Information supplied =
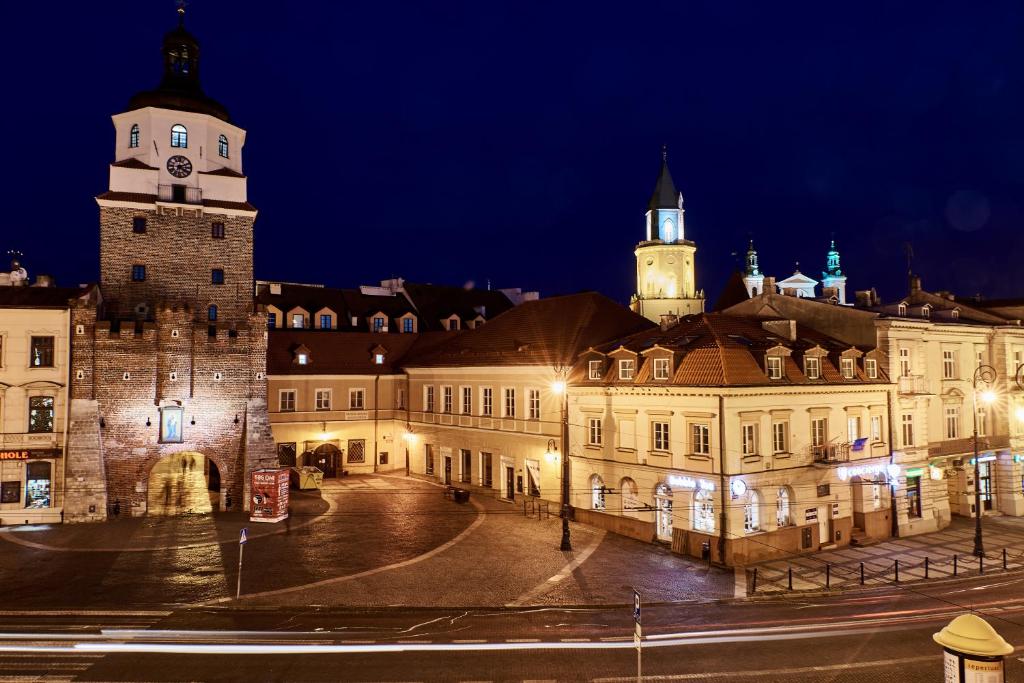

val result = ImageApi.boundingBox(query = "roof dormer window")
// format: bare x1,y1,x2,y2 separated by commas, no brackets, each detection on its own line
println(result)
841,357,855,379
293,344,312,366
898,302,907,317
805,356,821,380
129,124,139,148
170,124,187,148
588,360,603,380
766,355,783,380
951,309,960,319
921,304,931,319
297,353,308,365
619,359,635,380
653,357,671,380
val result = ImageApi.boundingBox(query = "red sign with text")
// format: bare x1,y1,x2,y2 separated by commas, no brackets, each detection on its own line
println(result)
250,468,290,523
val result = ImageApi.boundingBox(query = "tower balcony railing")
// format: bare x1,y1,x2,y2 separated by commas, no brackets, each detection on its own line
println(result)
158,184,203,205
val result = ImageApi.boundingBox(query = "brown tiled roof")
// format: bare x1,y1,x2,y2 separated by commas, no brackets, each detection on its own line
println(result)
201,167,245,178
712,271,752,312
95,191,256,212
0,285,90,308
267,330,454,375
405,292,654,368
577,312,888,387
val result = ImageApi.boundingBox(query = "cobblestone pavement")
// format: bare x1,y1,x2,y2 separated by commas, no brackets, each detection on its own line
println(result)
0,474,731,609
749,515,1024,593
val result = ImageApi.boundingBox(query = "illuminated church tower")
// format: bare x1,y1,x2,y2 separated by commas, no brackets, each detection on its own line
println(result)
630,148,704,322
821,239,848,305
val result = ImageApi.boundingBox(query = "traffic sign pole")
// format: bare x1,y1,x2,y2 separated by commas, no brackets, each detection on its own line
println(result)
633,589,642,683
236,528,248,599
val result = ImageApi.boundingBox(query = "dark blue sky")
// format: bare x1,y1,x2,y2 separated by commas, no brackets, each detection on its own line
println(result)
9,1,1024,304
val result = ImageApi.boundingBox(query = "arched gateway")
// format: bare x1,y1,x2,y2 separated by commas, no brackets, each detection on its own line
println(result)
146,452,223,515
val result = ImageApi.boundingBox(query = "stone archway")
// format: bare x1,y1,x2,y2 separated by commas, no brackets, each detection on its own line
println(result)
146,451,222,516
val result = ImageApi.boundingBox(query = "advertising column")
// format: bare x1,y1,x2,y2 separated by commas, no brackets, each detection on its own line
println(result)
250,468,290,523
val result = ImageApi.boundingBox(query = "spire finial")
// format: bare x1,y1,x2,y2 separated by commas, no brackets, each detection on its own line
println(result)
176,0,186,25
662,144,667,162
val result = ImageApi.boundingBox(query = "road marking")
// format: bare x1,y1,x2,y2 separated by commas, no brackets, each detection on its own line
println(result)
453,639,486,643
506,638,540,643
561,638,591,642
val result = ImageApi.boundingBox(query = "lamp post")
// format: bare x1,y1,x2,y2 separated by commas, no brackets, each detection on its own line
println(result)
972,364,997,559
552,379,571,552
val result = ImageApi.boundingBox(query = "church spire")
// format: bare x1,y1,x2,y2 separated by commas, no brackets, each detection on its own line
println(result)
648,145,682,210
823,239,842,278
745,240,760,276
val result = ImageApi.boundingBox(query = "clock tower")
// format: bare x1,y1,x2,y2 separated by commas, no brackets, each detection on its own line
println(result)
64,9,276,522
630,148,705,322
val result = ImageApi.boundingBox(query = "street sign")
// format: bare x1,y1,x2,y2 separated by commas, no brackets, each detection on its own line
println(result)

Try it = Consider the string "tower". State how many lines of the data contain it, giving the number alone.

Task answer = 3